■ **WORK REQUEST**
Transcribe all the entries word for word, skipping the pictures.
---
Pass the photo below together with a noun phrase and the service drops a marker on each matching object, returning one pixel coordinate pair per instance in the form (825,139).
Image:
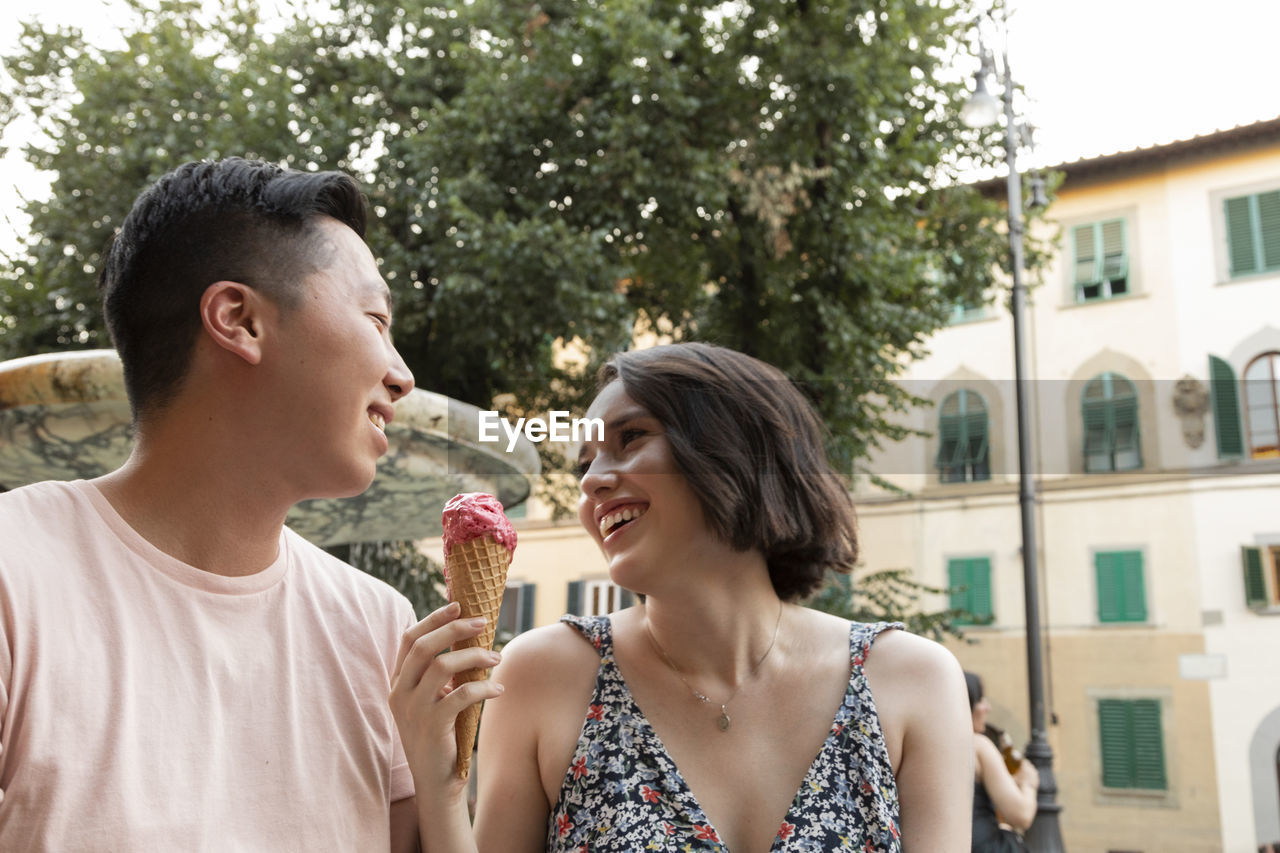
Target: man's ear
(233,318)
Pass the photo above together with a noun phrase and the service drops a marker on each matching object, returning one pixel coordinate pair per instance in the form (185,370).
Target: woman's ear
(232,315)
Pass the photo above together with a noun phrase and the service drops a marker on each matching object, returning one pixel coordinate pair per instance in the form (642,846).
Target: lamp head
(982,109)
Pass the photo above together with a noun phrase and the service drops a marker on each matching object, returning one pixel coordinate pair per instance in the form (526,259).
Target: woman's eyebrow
(625,418)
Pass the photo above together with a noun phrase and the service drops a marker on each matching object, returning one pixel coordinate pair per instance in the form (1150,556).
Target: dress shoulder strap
(595,629)
(860,638)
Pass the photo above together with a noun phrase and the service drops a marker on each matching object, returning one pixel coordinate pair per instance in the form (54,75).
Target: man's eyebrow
(385,292)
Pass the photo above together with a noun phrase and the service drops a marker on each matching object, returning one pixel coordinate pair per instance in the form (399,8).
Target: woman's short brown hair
(752,448)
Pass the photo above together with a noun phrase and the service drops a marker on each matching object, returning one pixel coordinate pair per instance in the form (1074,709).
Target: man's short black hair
(752,447)
(234,219)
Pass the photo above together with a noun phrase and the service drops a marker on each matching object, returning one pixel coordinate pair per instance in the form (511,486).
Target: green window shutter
(976,438)
(970,589)
(1133,744)
(1240,246)
(1148,746)
(1269,228)
(950,441)
(1133,587)
(528,594)
(1114,733)
(1110,593)
(1115,263)
(575,598)
(1226,409)
(959,583)
(1255,582)
(1098,434)
(1084,240)
(1121,588)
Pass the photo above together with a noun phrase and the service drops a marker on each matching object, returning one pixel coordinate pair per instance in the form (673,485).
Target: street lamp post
---
■ **OUTPUT FOR THIS TASK**
Pass the photo below together with a noun phrase and the service drops a marker on each matching object, returning one pixel coordinate pair per instance in the form (825,139).
Image:
Target: man's ear
(233,318)
Pass the photo above together with a noun phrase and the service drops a marker on each matching object, returning one pixel coordinate pair per instance in the form (185,370).
Target: woman's ear
(232,315)
Pass the photo above together with a noun phrase and the service drops a marker on each matching object, returning one pixel coordinate pair per instance in the form (642,846).
Target: lamp head
(982,109)
Pass the photo above together with a noun phrase and the service drops a marker on each matching object, returning one pixel coordinate pair per instance in the form (526,259).
Target: woman's eyebrow
(625,418)
Pass the photo above together with a noun phrase and the service drops a marker on each matching object, returning one pixel coordinate pair per instance in the form (1150,556).
Target: dress shoulder strap
(595,629)
(860,638)
Pass the photo above together with a noun phrase and the service drops a marker on each matching object, returning one pixel coordinate pair per instance in the form (54,75).
Target: man's eyebrow
(385,292)
Pass the photo above together with a noun phrase and the service drops a marker on each matching object, returning one pixel coordinate pair per instance in the form (399,8).
Target: woman's short brown hair
(752,448)
Pass the photo above together with a noun phrase and the service drops a marker on each matching object, returning one pixel coordinate pair per instance in the form (1074,709).
Target: man's short black hair
(752,447)
(234,219)
Pass the photo above together with a noun phrase and the service drops a marker on each matching object, returning one pixel coordinate pair per instance in the form (511,486).
Target: green window shutter
(976,438)
(970,589)
(1133,744)
(1240,246)
(1148,746)
(1269,228)
(950,441)
(1133,587)
(528,594)
(1114,733)
(1110,593)
(1115,263)
(575,598)
(1226,409)
(959,583)
(1255,582)
(1098,434)
(1084,240)
(1121,588)
Pass the photo above together with a noun phrase and the service drops a marker on each matching object, returning one pixel coordinate pair per instance in the form (673,485).
Target: street lamp post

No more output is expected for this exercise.